ITEMS:
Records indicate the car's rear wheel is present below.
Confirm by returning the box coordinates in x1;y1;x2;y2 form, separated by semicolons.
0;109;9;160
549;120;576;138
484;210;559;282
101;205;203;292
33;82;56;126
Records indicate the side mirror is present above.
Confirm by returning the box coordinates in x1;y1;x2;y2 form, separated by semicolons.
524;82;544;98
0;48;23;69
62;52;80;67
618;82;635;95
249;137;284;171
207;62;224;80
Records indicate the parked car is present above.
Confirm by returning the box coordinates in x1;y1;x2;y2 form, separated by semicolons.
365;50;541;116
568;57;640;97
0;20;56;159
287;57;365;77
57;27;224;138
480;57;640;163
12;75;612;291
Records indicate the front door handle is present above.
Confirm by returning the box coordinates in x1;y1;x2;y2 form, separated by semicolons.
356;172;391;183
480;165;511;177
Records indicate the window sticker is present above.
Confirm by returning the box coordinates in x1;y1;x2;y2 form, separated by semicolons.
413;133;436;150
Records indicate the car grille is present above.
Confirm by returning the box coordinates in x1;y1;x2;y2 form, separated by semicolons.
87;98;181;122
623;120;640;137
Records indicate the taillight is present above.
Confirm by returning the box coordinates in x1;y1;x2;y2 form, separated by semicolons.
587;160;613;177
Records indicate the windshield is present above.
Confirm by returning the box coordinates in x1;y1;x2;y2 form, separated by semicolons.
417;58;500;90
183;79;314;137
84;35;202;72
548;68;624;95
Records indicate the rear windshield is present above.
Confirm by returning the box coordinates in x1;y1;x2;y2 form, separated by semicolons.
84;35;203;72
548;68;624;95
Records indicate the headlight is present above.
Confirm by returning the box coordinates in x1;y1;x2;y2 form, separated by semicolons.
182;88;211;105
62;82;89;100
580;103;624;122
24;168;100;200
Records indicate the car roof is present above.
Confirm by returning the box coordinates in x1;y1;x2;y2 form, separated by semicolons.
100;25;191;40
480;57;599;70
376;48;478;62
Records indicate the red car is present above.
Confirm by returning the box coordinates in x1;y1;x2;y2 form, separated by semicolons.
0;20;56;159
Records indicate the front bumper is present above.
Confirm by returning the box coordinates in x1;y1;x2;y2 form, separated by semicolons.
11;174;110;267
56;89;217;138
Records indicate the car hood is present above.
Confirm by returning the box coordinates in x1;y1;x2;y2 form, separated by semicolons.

PROBLEM DETAILS:
Reproduce all of the data above word for word, line by line, without changing anything.

CORRECT RESULT:
Records indicate the car's rear wheel is present below.
Confirm by returning the box coordinates in x1;y1;x2;y2 form, separated by semicolons.
0;109;9;160
549;120;576;138
484;210;559;282
101;205;203;292
33;82;56;126
Records indicate the side mirror is present above.
Confirm by returning the box coordinates in x1;y1;x2;y2 form, separated by semicolons.
524;82;544;98
0;48;23;69
62;52;80;67
618;82;635;95
249;137;284;171
207;62;224;80
Records indicate the parked car is present above.
Confirm by returning the box coordinates in x1;y1;x2;y2 form, separated by semicolons.
365;50;541;116
568;57;640;97
0;20;56;159
287;57;365;77
57;27;224;138
480;57;640;163
12;75;612;291
Records indicate the front door handle is present above.
Confirm by returning the box coordinates in x1;y1;x2;y2 form, separated by semicolons.
356;172;391;183
480;165;511;177
Records indicate the window sticker is present above.
Confirm by returning the box coordinates in x1;y1;x2;y2 form, separated by semicolons.
413;133;436;150
Records indicate the car grille is present above.
Confirm by returning the box coordinates in x1;y1;x2;y2 form, separated by semicolons.
87;98;181;122
623;120;640;137
Records indicate the taillight is present above.
Confirm by returning the box coordinates in x1;y1;x2;y2 form, separated by semicolons.
587;160;613;177
Records indicate the windshield is present above.
Confirm by returning the box coordinates in x1;y1;x2;y2 form, separated by semicolons.
417;58;500;90
183;79;314;137
84;35;202;72
548;68;624;95
Records indicate the rear windshield is present above.
Confirm by returning the box coordinates in x1;y1;x2;y2 form, separated by semicolons.
84;35;203;72
548;68;624;95
Records indicate the headlight is present above.
Confirm by returning the box coordinates in x1;y1;x2;y2 form, separated by semicolons.
182;88;211;105
62;82;89;100
580;103;624;122
24;168;100;200
Records indicate the car roof is present above.
Confirm by returning the box coordinates in x1;y1;x2;y2 form, separated by semicolons.
100;25;191;40
480;57;599;70
376;48;478;62
Records indicate the red car is present above.
Confirm by returning the box coordinates in x1;y1;x2;y2 form, separated by semicolons.
0;20;56;159
Records indicate the front bumper is present above.
Confirm by returning the box coordinates in x1;y1;x2;y2 form, separated by semicolons.
11;174;110;267
56;89;217;138
Records indicate the car hood is present above.
Confirm by returning the box coordinates in x1;y1;x2;y2 form, separated by semicolons.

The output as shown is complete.